Tasks to carry out:
• A. Please reproduce the satellite contract excerpt word for word, from "3.5 DELAY OF" to "shall be made.".
• B. Write the next part of the satellite contract excerpt on launch delays and late delivery penalties, beginning after its final sentence.

Selected extract:
........

3.5 DELAY OF LAUNCH WHICH IS NOT DUE TO LATE DELIVERY BY THE
CONTRACTOR
Notwithstanding the provision of Sub-Article 3.4 above, if the
Contractor is able to meet the scheduled Launch date of a particular
Spacecraft, or a Launch date that is rescheduled due to no fault of the
Contractor, and the Contractor is able to deliver the Satellite in order
to meet the rescheduled Launch date, then no reduction in the Price
specified in Article 4 - PRICE, shall be made.
3.6 PAYMENT OF LATE DELIVERY PENALTIES
Any late delivery penalties incurred by the Contractor for a
particular Satellite shall be paid by the Contractor at the time of
Launch of that particular Satellite. The Contractor shall wire transfer
the amount of the late delivery penalties to the bank specified by the
Purchaser.

........

Stored records:

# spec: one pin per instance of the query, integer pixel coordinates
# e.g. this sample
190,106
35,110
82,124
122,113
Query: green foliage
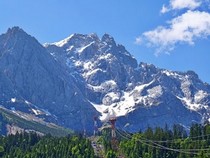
30,145
165,143
46,128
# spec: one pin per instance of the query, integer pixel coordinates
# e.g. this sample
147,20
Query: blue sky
171,34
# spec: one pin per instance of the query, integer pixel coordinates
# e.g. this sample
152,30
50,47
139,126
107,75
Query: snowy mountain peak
83,74
108,39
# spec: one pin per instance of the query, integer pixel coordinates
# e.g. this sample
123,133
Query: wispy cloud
181,4
185,28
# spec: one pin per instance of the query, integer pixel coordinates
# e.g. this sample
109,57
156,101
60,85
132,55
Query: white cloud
185,28
138,40
181,4
164,9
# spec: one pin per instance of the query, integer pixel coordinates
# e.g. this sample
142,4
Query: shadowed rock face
83,75
31,74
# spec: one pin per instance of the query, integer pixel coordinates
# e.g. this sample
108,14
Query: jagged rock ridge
84,75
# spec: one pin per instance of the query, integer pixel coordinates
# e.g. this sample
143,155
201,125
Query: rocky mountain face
70,81
33,81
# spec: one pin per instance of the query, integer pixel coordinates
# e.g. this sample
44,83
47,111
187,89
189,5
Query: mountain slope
70,81
37,80
140,95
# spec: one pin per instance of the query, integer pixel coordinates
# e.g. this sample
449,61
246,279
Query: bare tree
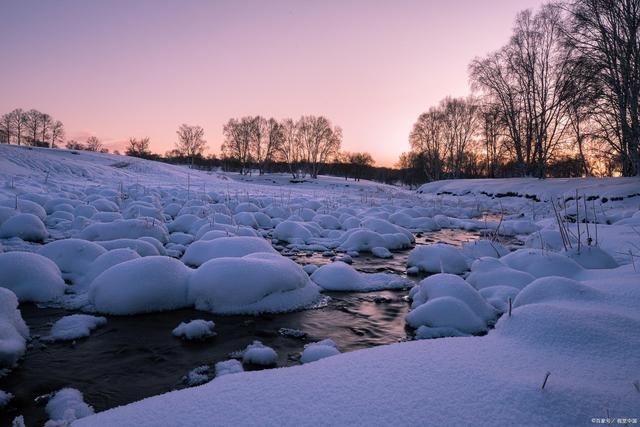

........

Answers:
• A.
3.5 DELAY OF LAUNCH WHICH IS NOT DUE TO LATE DELIVERY BY THE
CONTRACTOR
Notwithstanding the provision of Sub-Article 3.4 above, if the
Contractor is able to meet the scheduled Launch date of a particular
Spacecraft, or a Launch date that is rescheduled due to no fault of the
Contractor, and the Contractor is able to deliver the Satellite in order
to meet the rescheduled Launch date, then no reduction in the Price
specified in Article 4 - PRICE, shall be made.

• B.
3.7 LIMIT OF LIABILITY
EXCEPT AS OTHERWISE SPECIFICALLY PROVIDED HEREIN, THE CONTRACTOR SHALL
NOT BE LIABLE FOR ANY SPECIAL, INDIRECT, INCIDENTAL OR CONSEQUENTIAL
DAMAGES OR FOR LOST REVENUES OR PROFITS DUE TO LATE DELIVERY OF ANY
ITEMS, INCLUDING BUT NOT LIMITED TO THE SATELLITES REQUIRED TO BE
DELIVERED UNDER THIS CONTRACT.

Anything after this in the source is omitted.